Wie viele ermordete Frauen braucht´s für einen Aufschrei gegen Frauenhass – tödlichen Frauenhass?


Text und Grafik: Birgit Gärtner

Am vergangenen Freitag wurden in Wien insgesamt fünf Frauen und Mädchen, konkret vier Frauen und ein 13jähriges Mädchen, tot aufgefunden. Drei der Frauen wurden prostituiert und mutmaßlich von einem Freier umgebracht, im Fall der vierten Frau und des Mädchens – Mutter und Tochter – ist der Ehemann, bzw. Vater dringend tatverdächtig.

Um mal die Dimensionen zu verdeutlichen: In Österreich leben rund 9,1 Mio. Menschen, davon 4,5 Mio. Frauen, in Deutschland 84,4 Mio. insgesamt, 42,8 Mio. Frauen. Übertragen auf Deutschland würde das bedeuten, dass 46 Frauen an einem einzigen Tag tot aufgefunden würden – gewaltsam ums Leben gebracht von Männern, die tatsächlich oder vermeintlich Macht über sie hatten. Freier haben Macht über Prostituierte, sie können sich Macht über Frauen kaufen. Ehemänner beanspruchen häufig wie selbstverständlich Macht über Ehefrau und Kind/er, sie glauben, sie hätten diese mit dem Trauschein erworben.

Vielleicht könnt Ihr Euch das besser vorstellen, wenn wir es auf die Größe Wiens runter brechen und mit Hamburg vergleichen: 971.000 Einwohnerinnen Wien, 969.999 Hamburg (nein, Männer sind nicht mitgemeint). Also würde das bedeuten, dass an einem einzigen Tag in Hamburg fünf Frauen ums Leben gebracht würden.

» MATERIALTEIL

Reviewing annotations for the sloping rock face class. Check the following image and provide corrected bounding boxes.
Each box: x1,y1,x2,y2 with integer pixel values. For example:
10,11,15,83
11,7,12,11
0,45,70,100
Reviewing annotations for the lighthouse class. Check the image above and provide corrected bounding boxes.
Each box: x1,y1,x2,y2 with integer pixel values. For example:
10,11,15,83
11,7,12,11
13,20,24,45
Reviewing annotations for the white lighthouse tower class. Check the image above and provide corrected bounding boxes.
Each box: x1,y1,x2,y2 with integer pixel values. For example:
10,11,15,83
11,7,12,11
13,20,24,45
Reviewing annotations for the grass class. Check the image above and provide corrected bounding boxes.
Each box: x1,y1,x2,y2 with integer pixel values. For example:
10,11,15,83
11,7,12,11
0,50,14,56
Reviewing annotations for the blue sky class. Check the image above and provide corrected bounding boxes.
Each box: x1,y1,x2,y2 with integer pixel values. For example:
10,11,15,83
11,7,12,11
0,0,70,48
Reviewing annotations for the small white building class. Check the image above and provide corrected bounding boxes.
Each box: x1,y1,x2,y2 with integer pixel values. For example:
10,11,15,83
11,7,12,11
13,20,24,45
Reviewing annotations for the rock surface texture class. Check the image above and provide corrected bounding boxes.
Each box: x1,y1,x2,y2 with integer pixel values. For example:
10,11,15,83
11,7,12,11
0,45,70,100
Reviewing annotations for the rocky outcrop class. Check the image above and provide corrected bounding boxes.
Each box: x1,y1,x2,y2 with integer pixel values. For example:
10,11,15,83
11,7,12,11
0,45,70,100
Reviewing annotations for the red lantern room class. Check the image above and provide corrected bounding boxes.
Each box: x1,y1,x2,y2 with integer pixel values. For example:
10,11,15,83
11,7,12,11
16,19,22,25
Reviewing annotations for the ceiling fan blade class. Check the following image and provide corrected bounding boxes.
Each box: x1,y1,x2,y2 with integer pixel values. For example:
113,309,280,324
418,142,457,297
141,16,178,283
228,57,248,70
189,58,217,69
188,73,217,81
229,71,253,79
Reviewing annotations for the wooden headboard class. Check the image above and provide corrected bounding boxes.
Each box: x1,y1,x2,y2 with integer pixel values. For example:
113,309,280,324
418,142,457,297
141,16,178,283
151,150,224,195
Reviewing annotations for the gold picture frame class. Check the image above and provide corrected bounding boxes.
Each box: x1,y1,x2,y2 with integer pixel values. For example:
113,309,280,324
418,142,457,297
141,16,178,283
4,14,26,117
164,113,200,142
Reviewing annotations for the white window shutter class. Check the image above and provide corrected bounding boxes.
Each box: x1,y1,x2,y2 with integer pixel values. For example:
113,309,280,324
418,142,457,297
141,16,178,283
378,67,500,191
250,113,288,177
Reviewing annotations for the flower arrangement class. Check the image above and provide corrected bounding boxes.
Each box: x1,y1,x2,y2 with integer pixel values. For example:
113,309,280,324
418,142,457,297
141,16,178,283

» IHRE AUFGABEN
1. Geben Sie den Text über die Frauenmorde in Wien von „Am vergangenen Freitag“ bis „Vater dringend tatverdächtig.“ wörtlich wieder.
2. Beantworten Sie anhand des Textes über die Frauenmorde in Wien:
(a) Wie alt war das Mädchen, das in Wien tot aufgefunden wurde?
(b) Wie viele Frauen leben laut Text in Deutschland?
(c) Welche Einwohnerinnenzahl wird für Hamburg genannt?
Das Material steht für sich und gehört nicht zum Text.

» LÖSUNGEN
1.
Am vergangenen Freitag wurden in Wien insgesamt fünf Frauen und Mädchen, konkret vier Frauen und ein 13jähriges Mädchen, tot aufgefunden. Drei der Frauen wurden prostituiert und mutmaßlich von einem Freier umgebracht, im Fall der vierten Frau und des Mädchens – Mutter und Tochter – ist der Ehemann, bzw. Vater dringend tatverdächtig.

2.
(a) 13 Jahre
(b) 42,8 Millionen
(c) 969.999